# DOCUMENT SEGMENT:
"""

All the models were run with 200 sampling steps and 10 recycling rounds, and producing 5 outputs. We also used the same pre-computed MSA’s up to 16384 sequences. Since Chai-1 requires annotating the source of the sequences, we annotated all Uniref sequences with the uniref90 label and all other sequences with the bfd uniclust label. We briefly experimented with alternative labelings but did not find these to impact the model substantially.
Evaluation criteria
We consider several well-established metrics to evaluate the performance of the models on these very diverse sets of biomolecules and structures. In particular, we compute:
The mean all-atom LDDT: measuring accuracy of local structures across all biomolecules;
The average DockQ success rates, i.e. the proportion of predictions with DockQ > 0.23, which measures the number of good protein-protein interactions predicted;
The average protein-ligand interface LDDT: measuring the quality of the ligand and pocket predicted interactions, official CASP15 metric to evaluate the ligand category;
The proportion of ligands with a pocket-aligned RMSD below 2Å: a widely adopted measure of molecular docking accuracy.
All metrics were computed using OpenStructure [Biasini et al., 2013] version 2.8.0. LDDT-PLI, DockQ and ligand RMSD success rates are computed over all the different protein-protein and protein-ligand interfaces, these proportions are averaged over interfaces within individual complexes and then averaged across complexes containing interfaces. Following a similar format to that used in CASP and to allow a fair comparison of the methods, we run all methods to generate 5 samples and evaluate both the best (oracle) and highest confidence prediction (top-1) out of the 5 for every metric.
To foster further development of methods and the convergence of the field towards well-curated and adopted benchmarks, we publicly release all the inputs, outputs, and evaluations of all the models in our benchmarks as well as the scripts we used to aggregate them. The instructions for downloading them are available on our GitHub repository4.

"""

Photo-based referring expression records
"""

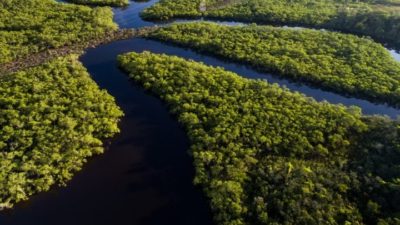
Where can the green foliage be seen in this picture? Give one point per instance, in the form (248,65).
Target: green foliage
(52,118)
(378,19)
(265,155)
(102,2)
(342,63)
(31,26)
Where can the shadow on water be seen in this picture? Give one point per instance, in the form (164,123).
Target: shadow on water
(145,176)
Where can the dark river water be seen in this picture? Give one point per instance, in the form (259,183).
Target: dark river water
(145,176)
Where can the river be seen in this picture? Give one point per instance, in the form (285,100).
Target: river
(145,176)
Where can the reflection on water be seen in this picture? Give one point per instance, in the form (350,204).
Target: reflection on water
(145,176)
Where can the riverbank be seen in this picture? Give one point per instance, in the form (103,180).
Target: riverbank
(49,54)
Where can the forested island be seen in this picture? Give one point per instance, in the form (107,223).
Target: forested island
(343,63)
(376,18)
(266,155)
(52,118)
(263,154)
(32,26)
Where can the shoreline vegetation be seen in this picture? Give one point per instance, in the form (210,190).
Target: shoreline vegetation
(115,3)
(49,54)
(53,117)
(343,63)
(29,27)
(377,19)
(266,155)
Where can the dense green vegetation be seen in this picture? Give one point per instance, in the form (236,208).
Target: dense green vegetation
(265,155)
(102,2)
(342,63)
(31,26)
(378,19)
(52,118)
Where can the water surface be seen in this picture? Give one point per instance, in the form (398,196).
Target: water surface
(145,176)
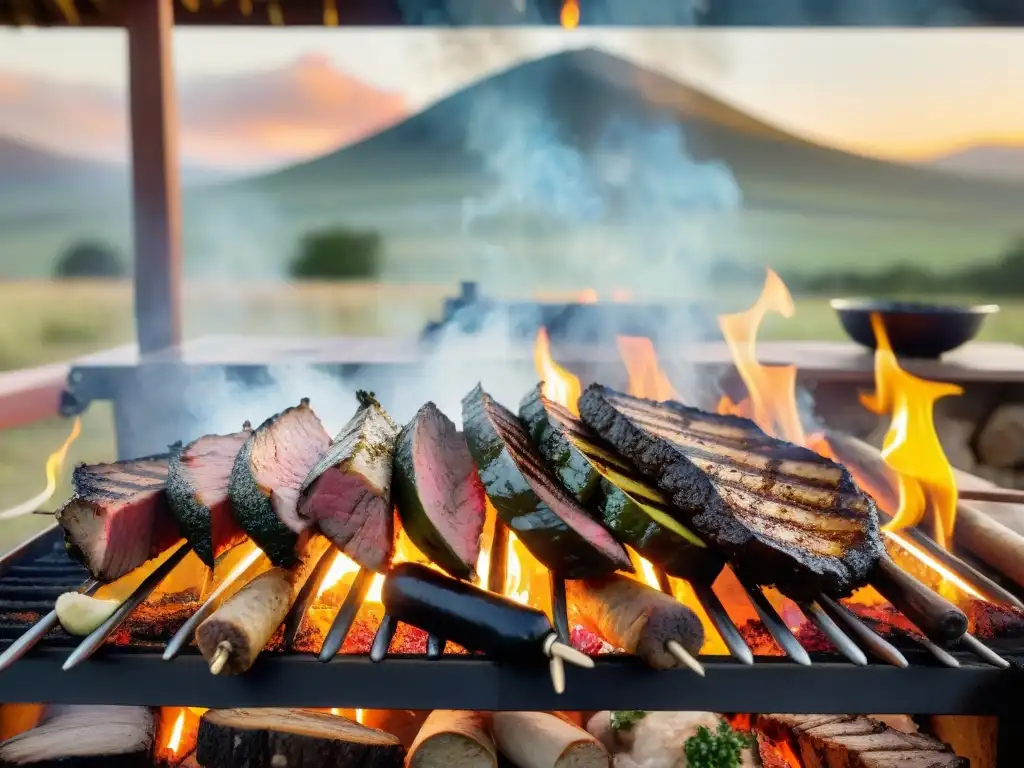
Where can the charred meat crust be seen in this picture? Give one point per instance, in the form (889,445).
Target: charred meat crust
(252,503)
(796,571)
(195,517)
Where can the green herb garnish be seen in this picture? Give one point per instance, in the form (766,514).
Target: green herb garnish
(624,720)
(719,750)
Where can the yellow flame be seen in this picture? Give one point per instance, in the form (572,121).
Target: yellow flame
(54,463)
(645,376)
(569,17)
(911,446)
(559,385)
(175,740)
(772,389)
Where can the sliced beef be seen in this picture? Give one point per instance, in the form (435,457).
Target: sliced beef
(197,488)
(119,516)
(548,521)
(781,513)
(267,476)
(347,494)
(855,741)
(438,493)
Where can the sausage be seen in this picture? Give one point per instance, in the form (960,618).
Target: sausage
(475,619)
(245,623)
(636,617)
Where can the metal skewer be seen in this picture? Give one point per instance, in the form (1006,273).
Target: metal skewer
(983,652)
(727,630)
(875,643)
(38,631)
(307,596)
(92,643)
(774,624)
(346,614)
(184,634)
(829,629)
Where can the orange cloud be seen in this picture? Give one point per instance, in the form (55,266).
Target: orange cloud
(251,119)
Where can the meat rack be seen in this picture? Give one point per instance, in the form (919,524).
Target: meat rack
(919,678)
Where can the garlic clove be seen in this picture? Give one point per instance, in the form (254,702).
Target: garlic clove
(81,614)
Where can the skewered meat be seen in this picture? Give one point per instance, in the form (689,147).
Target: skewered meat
(347,494)
(267,474)
(197,488)
(549,522)
(438,495)
(119,516)
(781,513)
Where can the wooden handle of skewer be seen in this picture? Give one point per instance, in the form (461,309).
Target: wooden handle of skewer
(939,620)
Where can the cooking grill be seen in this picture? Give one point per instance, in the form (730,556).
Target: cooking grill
(969,679)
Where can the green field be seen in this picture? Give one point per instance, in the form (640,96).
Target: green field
(43,323)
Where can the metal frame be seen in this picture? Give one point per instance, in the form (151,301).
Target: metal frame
(125,677)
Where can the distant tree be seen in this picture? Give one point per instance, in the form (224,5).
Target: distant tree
(89,259)
(338,254)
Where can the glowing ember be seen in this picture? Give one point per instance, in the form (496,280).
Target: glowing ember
(911,446)
(569,17)
(772,389)
(54,463)
(559,385)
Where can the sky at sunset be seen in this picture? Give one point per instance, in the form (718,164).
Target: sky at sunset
(278,94)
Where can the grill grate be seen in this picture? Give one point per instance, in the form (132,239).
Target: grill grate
(30,581)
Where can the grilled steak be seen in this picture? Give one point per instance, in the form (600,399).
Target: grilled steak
(119,516)
(267,474)
(438,494)
(197,488)
(347,493)
(528,499)
(781,513)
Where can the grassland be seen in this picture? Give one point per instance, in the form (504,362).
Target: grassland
(43,323)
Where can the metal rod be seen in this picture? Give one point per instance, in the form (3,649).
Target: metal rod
(876,644)
(560,608)
(983,652)
(38,631)
(346,614)
(184,634)
(307,596)
(964,569)
(435,646)
(93,642)
(383,638)
(940,653)
(829,629)
(774,624)
(727,630)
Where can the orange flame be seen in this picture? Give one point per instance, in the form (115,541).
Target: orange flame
(645,376)
(569,17)
(772,389)
(54,463)
(559,385)
(911,448)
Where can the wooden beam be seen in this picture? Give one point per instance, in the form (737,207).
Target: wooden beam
(156,184)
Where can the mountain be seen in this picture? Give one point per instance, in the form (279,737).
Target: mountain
(993,162)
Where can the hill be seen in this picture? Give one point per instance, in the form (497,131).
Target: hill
(543,126)
(993,162)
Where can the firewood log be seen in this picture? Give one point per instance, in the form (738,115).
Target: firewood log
(537,739)
(292,738)
(454,739)
(85,737)
(855,741)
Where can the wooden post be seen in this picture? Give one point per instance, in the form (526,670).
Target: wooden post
(156,185)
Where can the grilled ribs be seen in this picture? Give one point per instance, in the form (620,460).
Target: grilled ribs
(782,514)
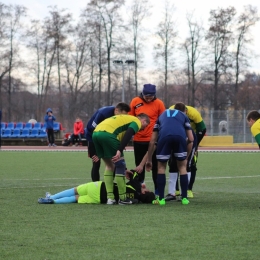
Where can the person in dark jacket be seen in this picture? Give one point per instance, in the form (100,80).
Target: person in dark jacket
(49,119)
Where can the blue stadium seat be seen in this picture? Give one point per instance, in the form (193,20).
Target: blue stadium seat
(56,126)
(42,133)
(11,126)
(16,133)
(19,125)
(28,126)
(2,131)
(25,133)
(34,133)
(7,133)
(37,126)
(3,125)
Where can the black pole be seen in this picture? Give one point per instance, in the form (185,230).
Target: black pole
(0,129)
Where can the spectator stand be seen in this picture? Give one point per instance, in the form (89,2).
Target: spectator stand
(30,133)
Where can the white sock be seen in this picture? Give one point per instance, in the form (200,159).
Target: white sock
(173,176)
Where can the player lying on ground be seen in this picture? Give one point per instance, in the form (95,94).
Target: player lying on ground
(95,193)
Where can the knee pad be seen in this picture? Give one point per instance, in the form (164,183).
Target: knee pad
(120,167)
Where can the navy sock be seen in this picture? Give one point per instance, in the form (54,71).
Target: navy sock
(184,185)
(161,181)
(65,193)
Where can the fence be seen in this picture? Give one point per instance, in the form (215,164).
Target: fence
(233,123)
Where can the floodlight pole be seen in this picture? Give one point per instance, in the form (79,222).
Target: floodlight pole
(123,74)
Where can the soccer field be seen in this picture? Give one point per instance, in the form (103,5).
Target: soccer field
(221,221)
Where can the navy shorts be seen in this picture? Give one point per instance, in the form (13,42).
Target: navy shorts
(175,144)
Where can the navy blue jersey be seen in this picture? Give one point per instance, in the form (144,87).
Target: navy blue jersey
(99,116)
(172,122)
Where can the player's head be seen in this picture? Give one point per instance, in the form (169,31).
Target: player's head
(149,92)
(122,108)
(181,107)
(252,116)
(147,197)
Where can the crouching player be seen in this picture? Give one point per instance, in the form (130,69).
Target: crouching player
(95,193)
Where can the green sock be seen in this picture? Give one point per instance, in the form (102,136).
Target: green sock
(108,178)
(120,180)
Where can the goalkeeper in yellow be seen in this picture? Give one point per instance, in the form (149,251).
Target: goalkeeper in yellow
(95,192)
(199,128)
(253,120)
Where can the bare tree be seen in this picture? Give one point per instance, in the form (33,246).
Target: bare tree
(78,65)
(58,27)
(164,49)
(13,27)
(244,23)
(140,9)
(220,37)
(110,19)
(193,47)
(4,53)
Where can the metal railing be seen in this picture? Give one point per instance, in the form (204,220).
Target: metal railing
(221,122)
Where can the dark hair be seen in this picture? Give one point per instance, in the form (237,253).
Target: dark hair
(180,106)
(144,116)
(253,115)
(123,107)
(147,197)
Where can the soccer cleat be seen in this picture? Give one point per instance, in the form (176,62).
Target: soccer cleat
(185,201)
(190,194)
(127,201)
(159,202)
(45,201)
(170,197)
(111,202)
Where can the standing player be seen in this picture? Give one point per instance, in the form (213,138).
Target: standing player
(173,134)
(253,120)
(100,115)
(147,103)
(199,128)
(110,139)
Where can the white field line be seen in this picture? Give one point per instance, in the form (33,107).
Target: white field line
(128,150)
(71,185)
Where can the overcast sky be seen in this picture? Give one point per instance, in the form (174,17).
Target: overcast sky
(38,9)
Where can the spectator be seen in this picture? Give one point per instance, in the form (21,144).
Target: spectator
(78,132)
(49,119)
(95,193)
(100,115)
(253,120)
(147,103)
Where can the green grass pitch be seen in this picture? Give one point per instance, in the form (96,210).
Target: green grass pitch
(221,221)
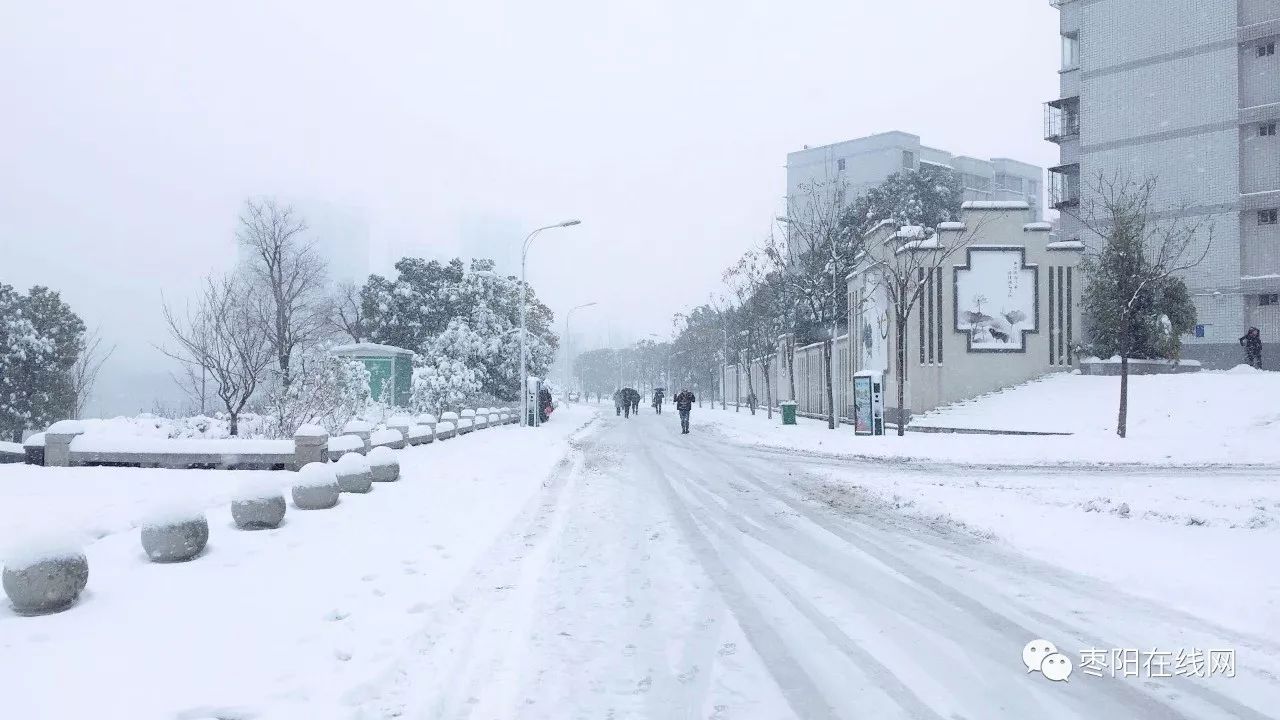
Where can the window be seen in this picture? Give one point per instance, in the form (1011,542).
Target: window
(1072,51)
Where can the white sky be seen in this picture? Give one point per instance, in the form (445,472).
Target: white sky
(132,131)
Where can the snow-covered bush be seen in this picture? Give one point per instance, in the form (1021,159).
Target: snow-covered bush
(315,487)
(324,390)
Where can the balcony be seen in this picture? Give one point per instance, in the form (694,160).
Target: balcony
(1064,186)
(1061,119)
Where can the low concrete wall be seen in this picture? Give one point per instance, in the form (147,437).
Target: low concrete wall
(1093,367)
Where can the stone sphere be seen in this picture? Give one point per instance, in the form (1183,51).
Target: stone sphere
(316,487)
(353,473)
(257,513)
(384,465)
(176,540)
(48,584)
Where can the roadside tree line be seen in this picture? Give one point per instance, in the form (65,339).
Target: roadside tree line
(260,337)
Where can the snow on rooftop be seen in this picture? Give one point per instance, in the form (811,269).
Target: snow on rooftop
(357,347)
(931,244)
(1065,245)
(996,205)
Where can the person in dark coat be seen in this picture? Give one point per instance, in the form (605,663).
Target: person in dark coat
(626,401)
(544,405)
(1252,343)
(685,405)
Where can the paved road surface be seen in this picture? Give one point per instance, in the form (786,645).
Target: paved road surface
(668,577)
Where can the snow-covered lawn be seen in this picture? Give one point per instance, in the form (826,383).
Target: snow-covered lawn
(264,620)
(1202,538)
(1220,418)
(1237,406)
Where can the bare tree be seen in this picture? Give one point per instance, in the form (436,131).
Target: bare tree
(288,276)
(347,311)
(758,285)
(1138,305)
(817,255)
(897,263)
(223,336)
(88,364)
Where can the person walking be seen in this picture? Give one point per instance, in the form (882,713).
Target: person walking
(684,405)
(1252,343)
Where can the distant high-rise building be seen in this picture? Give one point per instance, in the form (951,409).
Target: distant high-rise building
(1185,92)
(867,162)
(341,236)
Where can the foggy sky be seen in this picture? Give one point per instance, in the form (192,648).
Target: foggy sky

"""

# ACTIVITY LIST:
1 > According to the benchmark text, why were all methods run to generate 5 samples? Answer in one to three sentences.
2 > Copy the part of the benchmark text that opens with the words "All metrics were" and closes with "for every metric.", swapping "samples" for "structures".
The records are separate from the benchmark text and have no connection to it.

# RESPONSES BY ITEM NUMBER:
1 > The methods were run this way to follow a format similar to the one used in CASP and to allow a fair comparison between them. For every metric, both the best (oracle) prediction and the highest-confidence (top-1) prediction out of the 5 were then evaluated.

2 >
All metrics were computed using OpenStructure [Biasini et al., 2013] version 2.8.0. LDDT-PLI, DockQ and ligand RMSD success rates are computed over all the different protein-protein and protein-ligand interfaces, these proportions are averaged over interfaces within individual complexes and then averaged across complexes containing interfaces. Following a similar format to that used in CASP and to allow a fair comparison of the methods, we run all methods to generate 5 structures and evaluate both the best (oracle) and highest confidence prediction (top-1) out of the 5 for every metric.